● OPDRACHTEN
[A] Schrijf uit het tekstblok het stuk van "Bij patiënten met" tot en met "ASCO GU 2024." letterlijk over.
[B] Noem alstublieft alle namen van geneesmiddelen die in het tekstblok voorkomen, elke naam één keer.

● TEKSTBLOK

+ + +

Bij patiënten met spierinvasieve blaaskanker resulteerde neoadjuvante behandeling met APL-1202 in combinatie met tislelizumab in 39% pathologisch complete respons. Dat blijkt uit de interimanalyse van de fase 2-ANTICIPATE-studie, gepresenteerd door dr. Matt Galsky (New York, Verenigde Staten) tijdens de ASCO GU 2024.
APL-1202, ook bekend als nitroxoline, is een MetAP2-remmer met anti-angiogene en antitumoractiviteit. In immuuncompetente modellen, waaronder modellen voor blaaskanker, lijkt combinatie van APL-1202 met PD-1-remmers een synergistisch effect te hebben. “APL-1202 in combinatie met de PD-1-remmer tislelizumab zou een effectieve neoadjuvante behandeling kunnen zijn voor spierinvasieve blaaskanker”, was de hypothese van Matt Galsky en collega’s.
ANTICIPATE-studie
In de fase 2-ANTICIPATE-studie werd APL-1202 met tislelizumab onderzocht bij nieuw-gediagnosticeerde patiënten met spierinvasieve blaaskanker die niet in aanmerking kwamen voor neoadjuvante cisplatine-bevattende chemotherapie, of dit geweigerd hadden.1 De patiënten werden gerandomiseerd tussen de combinatie APL-1202 met tislelizumab of alleen tislelizumab. Het percentage pathologisch complete respons (pCR) vormde de primaire uitkomstmaat. Tot nu toe zijn 42 patiënten geïncludeerd, van wie bij de interimanalyse 32 evalueerbaar waren voor pCR.

+ + +

● INVOERGEGEVENS
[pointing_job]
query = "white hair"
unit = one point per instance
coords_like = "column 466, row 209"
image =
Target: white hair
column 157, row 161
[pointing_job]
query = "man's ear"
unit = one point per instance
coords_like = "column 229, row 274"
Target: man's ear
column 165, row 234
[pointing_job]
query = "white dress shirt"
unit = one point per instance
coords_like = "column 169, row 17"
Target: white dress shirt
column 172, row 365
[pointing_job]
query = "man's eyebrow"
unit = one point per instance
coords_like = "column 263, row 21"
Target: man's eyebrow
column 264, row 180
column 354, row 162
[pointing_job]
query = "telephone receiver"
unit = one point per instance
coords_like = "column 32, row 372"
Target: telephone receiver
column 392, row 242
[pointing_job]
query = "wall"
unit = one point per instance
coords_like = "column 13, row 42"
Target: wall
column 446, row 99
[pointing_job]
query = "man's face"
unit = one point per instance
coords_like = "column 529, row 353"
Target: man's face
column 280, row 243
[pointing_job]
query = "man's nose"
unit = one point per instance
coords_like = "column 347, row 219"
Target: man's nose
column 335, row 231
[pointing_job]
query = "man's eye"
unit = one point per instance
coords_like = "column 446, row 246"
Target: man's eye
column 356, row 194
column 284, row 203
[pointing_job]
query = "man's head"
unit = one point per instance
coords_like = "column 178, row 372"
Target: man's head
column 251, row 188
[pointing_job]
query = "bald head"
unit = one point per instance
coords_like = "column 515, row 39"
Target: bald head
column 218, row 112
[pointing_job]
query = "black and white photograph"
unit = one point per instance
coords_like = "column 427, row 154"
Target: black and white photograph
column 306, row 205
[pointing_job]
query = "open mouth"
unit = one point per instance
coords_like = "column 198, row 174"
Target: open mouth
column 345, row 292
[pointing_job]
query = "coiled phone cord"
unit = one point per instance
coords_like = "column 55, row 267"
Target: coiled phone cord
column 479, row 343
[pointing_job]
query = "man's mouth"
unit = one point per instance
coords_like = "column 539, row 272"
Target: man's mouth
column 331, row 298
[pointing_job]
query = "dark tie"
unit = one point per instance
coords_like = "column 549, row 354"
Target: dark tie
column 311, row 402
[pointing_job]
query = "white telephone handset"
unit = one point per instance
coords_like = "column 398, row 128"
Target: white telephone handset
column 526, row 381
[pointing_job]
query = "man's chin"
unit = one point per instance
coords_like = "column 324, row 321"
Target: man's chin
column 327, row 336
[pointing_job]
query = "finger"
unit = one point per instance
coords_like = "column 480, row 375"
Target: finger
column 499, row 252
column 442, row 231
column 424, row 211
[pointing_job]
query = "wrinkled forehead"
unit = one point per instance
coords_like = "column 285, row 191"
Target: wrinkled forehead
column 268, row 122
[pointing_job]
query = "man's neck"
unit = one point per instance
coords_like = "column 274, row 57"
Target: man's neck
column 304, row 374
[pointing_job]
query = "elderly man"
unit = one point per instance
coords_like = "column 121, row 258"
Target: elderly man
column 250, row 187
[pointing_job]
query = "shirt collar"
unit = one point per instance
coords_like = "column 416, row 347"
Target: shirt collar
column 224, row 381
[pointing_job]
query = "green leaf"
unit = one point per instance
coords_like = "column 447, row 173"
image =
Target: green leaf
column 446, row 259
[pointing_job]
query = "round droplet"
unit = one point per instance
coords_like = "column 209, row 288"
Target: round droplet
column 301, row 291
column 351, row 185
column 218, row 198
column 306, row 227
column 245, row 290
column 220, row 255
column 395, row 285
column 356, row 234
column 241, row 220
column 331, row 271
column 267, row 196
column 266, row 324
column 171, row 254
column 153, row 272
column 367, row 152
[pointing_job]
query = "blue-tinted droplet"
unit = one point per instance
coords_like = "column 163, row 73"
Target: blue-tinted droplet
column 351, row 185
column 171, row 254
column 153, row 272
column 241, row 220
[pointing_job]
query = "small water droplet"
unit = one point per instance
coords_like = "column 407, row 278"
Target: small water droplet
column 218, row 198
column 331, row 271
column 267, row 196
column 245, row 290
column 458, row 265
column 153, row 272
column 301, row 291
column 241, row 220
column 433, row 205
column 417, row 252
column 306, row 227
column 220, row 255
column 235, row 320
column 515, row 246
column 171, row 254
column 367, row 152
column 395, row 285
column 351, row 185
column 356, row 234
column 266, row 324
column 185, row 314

+ + +

● GESCHREVEN ANTWOORDEN
[A]
Bij patiënten met spierinvasieve blaaskanker resulteerde neoadjuvante behandeling met APL-1202 in combinatie met tislelizumab in 39% pathologisch complete respons. Dat blijkt uit de interimanalyse van de fase 2-ANTICIPATE-studie, gepresenteerd door dr. Matt Galsky (New York, Verenigde Staten) tijdens de ASCO GU 2024.

[B]
APL-1202
nitroxoline
tislelizumab
cisplatine